▼
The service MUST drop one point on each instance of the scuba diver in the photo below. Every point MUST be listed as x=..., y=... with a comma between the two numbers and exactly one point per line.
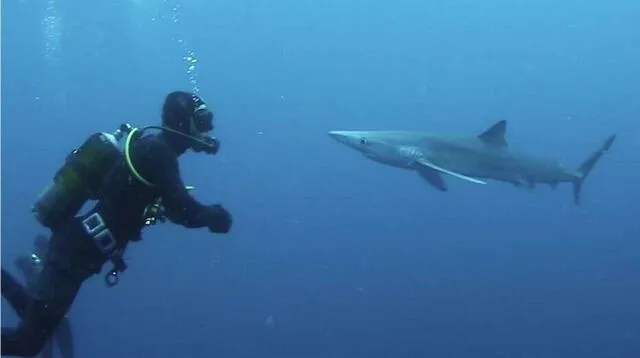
x=30, y=266
x=133, y=180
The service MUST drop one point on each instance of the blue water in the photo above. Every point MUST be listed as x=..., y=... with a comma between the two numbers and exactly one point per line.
x=332, y=255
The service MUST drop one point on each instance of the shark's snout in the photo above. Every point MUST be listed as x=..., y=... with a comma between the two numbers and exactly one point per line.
x=340, y=136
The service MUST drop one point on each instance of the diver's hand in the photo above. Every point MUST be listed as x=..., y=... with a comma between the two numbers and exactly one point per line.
x=211, y=145
x=221, y=219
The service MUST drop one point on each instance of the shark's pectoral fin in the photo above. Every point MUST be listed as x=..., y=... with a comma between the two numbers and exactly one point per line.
x=433, y=177
x=448, y=172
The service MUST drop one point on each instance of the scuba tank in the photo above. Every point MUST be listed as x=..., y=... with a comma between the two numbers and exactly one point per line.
x=79, y=179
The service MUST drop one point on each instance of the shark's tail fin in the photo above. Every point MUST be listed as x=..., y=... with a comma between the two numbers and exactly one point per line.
x=586, y=167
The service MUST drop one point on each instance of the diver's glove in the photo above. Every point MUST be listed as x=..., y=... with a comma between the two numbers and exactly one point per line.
x=220, y=219
x=212, y=145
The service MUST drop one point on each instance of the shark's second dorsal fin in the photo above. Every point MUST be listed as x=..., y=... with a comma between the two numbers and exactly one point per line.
x=495, y=135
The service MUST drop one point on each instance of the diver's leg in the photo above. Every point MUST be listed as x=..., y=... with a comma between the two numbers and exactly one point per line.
x=47, y=350
x=14, y=292
x=64, y=337
x=55, y=291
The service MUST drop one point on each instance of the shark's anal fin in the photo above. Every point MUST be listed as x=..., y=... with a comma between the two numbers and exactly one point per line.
x=495, y=135
x=432, y=177
x=448, y=172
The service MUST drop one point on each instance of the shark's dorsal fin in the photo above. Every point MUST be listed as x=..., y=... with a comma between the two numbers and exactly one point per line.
x=495, y=135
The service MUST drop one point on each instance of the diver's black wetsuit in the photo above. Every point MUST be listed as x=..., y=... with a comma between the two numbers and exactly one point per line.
x=73, y=257
x=31, y=268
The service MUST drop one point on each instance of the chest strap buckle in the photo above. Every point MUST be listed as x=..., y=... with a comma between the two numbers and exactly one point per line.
x=102, y=237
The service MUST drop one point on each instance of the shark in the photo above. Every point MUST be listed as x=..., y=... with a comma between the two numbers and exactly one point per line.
x=473, y=158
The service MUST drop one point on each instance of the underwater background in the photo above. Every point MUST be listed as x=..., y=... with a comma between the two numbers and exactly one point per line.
x=333, y=255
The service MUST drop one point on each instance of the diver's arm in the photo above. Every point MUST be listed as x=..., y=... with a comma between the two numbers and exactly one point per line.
x=181, y=208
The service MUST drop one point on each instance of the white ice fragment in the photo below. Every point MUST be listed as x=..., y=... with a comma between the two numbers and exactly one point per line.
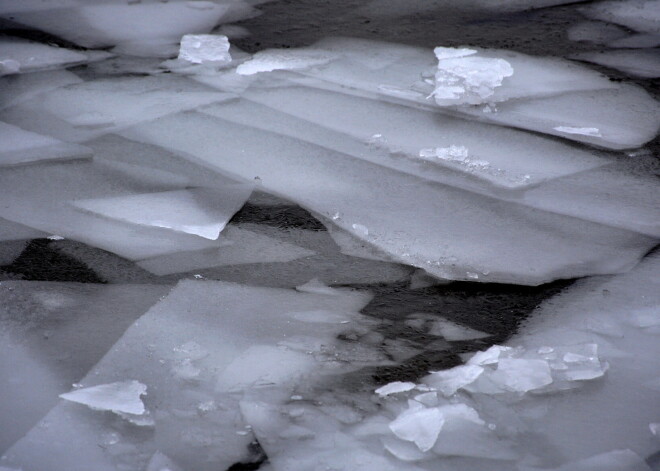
x=360, y=230
x=451, y=380
x=490, y=356
x=594, y=132
x=522, y=375
x=394, y=388
x=420, y=426
x=205, y=48
x=463, y=77
x=120, y=397
x=160, y=461
x=284, y=59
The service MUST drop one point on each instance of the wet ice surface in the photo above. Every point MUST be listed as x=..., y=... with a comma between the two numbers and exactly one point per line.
x=337, y=236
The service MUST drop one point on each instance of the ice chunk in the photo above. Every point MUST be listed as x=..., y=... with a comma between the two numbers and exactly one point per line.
x=104, y=24
x=638, y=62
x=522, y=375
x=640, y=15
x=420, y=426
x=205, y=48
x=464, y=78
x=284, y=59
x=203, y=212
x=19, y=55
x=21, y=147
x=395, y=387
x=122, y=397
x=451, y=380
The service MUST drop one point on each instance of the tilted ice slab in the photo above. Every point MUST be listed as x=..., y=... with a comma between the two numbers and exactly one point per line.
x=640, y=15
x=21, y=87
x=50, y=209
x=108, y=23
x=640, y=63
x=405, y=74
x=196, y=360
x=87, y=110
x=447, y=231
x=203, y=212
x=411, y=140
x=20, y=56
x=52, y=334
x=240, y=246
x=21, y=147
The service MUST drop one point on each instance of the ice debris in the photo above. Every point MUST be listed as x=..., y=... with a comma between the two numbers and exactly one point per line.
x=464, y=78
x=205, y=48
x=120, y=398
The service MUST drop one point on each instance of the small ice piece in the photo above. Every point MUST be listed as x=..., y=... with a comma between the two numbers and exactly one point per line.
x=463, y=78
x=121, y=397
x=360, y=230
x=419, y=425
x=594, y=132
x=490, y=356
x=160, y=462
x=205, y=48
x=284, y=59
x=394, y=388
x=522, y=375
x=450, y=381
x=455, y=332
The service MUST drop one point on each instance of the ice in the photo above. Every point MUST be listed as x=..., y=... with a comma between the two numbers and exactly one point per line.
x=121, y=397
x=238, y=246
x=203, y=212
x=420, y=426
x=20, y=147
x=402, y=132
x=233, y=323
x=396, y=209
x=455, y=332
x=639, y=15
x=638, y=62
x=450, y=381
x=20, y=56
x=103, y=24
x=462, y=78
x=616, y=460
x=522, y=375
x=205, y=48
x=395, y=387
x=287, y=59
x=80, y=112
▲
Rewrite all of the lines above, replacing "photo" with "image" everywhere and leaving everything else unchanged. Omit the pictures from your version.

The service MUST drop one point on each instance of the scuba diver in the image below. Every point MUST be listed as x=..., y=... with a comma between the two numbers and exactly one point per line.
x=30, y=266
x=133, y=180
The service MUST drop one point on each instance of the blue water in the image above. Every point MUST be listed as x=..., y=... with a comma between the two numbers and exactly one point per line.
x=332, y=255
The service MUST drop one point on each instance of the shark's snout in the image above. Every point MUST be listed as x=..., y=... with a comma between the two numbers and exactly one point per line.
x=340, y=136
The service MUST drop one point on each instance of the diver's hand in the image above. Every point MUST be listed as x=..., y=... with a comma between the two numbers and exactly one point per line.
x=211, y=145
x=221, y=219
The service MUST drop one point on each instance of the shark's pectoral fin in the image above. Every point MUST be listed as x=..., y=... with a comma between the two numbers and exactly one point per line.
x=433, y=177
x=448, y=172
The service MUST drop one point on each instance of the scuba tank in the image above. Every point MUST be listed as x=..., y=... with a comma between the two numbers and exactly one point per line.
x=79, y=179
The service MUST drop one point on each instance of the shark's tail fin in the image above. Every point MUST be listed as x=..., y=... with a comma between the two numbers and exactly one point per line.
x=586, y=167
The service MUST drop one point on each instance of the diver's glove in the image above. Every point MUST be listed as x=..., y=... with a comma between the two numbers and exactly one point per line.
x=220, y=219
x=212, y=145
The service MUST drop one point on each instance of the shark's second dorsal fin in the image above. Every point MUST be listed as x=..., y=... with a comma between the two numbers and exactly one point per line.
x=495, y=135
The service MUST drop one point on each instance of the diver's leg in the image above. Every point MUST be listed as x=..., y=... with a comma between the two numbers and exactly one point per line.
x=47, y=350
x=14, y=292
x=64, y=337
x=55, y=291
The service MUST drop one point on each instance of the shark's anal fin in the image above. Every point MUST be listed as x=..., y=... with a comma between the two numbers and exactly one point per line.
x=495, y=135
x=432, y=177
x=448, y=172
The service MUST drop one point on each instance of the shark's dorsal fin in the image above. Every point MUST be listed as x=..., y=... with a comma between the two numbers and exactly one point per line.
x=495, y=135
The service MUST drop one point on each instance of the diver's black wetsuit in the image above. Every point MUST be listed as x=..., y=... with a comma between the two numbers and exactly one point per line.
x=73, y=257
x=31, y=268
The service MUST drop one point on each instance of the chest strap buckle in the image above. Every point MUST be listed as x=..., y=... with a comma between the two numbers and exactly one point per line.
x=102, y=237
The service MUST drop one point on each instance of the shark in the image above. Every point MUST be listed as x=..., y=... with a comma between the two numbers and exactly one point per line.
x=473, y=158
The service MUST drop one point on each instance of the underwater background in the image above. Every point MUST be listed as x=..., y=... with a comma between the two numbers and exactly one point per line.
x=333, y=255
The service MUST drop one point on each instance of the diver's arm in the image above. Every point MUST be listed as x=..., y=... with a comma between the two numbers and exactly one point per line.
x=181, y=208
The service MUST drop one point on each instance of the white ice fragment in the image below. Every point MUST be listed as x=..., y=... with a comma between the two numbers and exactly one point per line.
x=360, y=230
x=451, y=380
x=490, y=356
x=594, y=132
x=522, y=375
x=394, y=388
x=420, y=426
x=205, y=48
x=463, y=77
x=120, y=397
x=160, y=461
x=284, y=59
The service MUST drop one point on each instance of the wet ice surface in the image above. Every point MUST be listed as x=..., y=... with a comma between the two numbers and exactly one point per line.
x=337, y=236
The service MUST drop one point on each instance of the ice chunk in the image above. Every point MUST be listed as x=..., y=... with a comma between the two numbers and exactly one point per line.
x=104, y=24
x=638, y=62
x=522, y=375
x=640, y=15
x=420, y=426
x=205, y=48
x=464, y=78
x=284, y=59
x=203, y=212
x=19, y=55
x=21, y=147
x=395, y=387
x=122, y=397
x=451, y=380
The service MUST drop one point on each instance of the tilted ice slab in the image above. Every point MUST be listed as x=..., y=... with a comma between the two numbers and exactly one point per line.
x=640, y=15
x=21, y=87
x=50, y=209
x=108, y=23
x=640, y=63
x=405, y=74
x=196, y=360
x=87, y=110
x=447, y=231
x=203, y=212
x=411, y=140
x=20, y=56
x=52, y=334
x=240, y=246
x=21, y=147
The service MUST drop one point on each instance of the ice debris in the image above. Every point MUST be listed as x=..., y=... with a comma between the two numbers and exactly one point per line.
x=464, y=78
x=205, y=48
x=120, y=398
The service MUST drop one point on each instance of the small ice piece in the image above. Every point MUST be listed as x=..., y=... with a comma between the two numbers and exactly one point per line.
x=463, y=78
x=121, y=397
x=360, y=230
x=419, y=425
x=594, y=132
x=490, y=356
x=160, y=462
x=205, y=48
x=284, y=59
x=394, y=388
x=522, y=375
x=450, y=381
x=455, y=332
The service MUST drop one point on each instance of the ice in the image above. Every point MUST be listed as x=..., y=... with a comma between the two numbers and exactly one point per line.
x=121, y=397
x=238, y=246
x=203, y=212
x=420, y=426
x=20, y=147
x=402, y=132
x=233, y=323
x=396, y=209
x=455, y=332
x=639, y=15
x=638, y=62
x=450, y=381
x=20, y=56
x=103, y=24
x=462, y=78
x=616, y=460
x=522, y=375
x=205, y=48
x=395, y=387
x=287, y=59
x=80, y=112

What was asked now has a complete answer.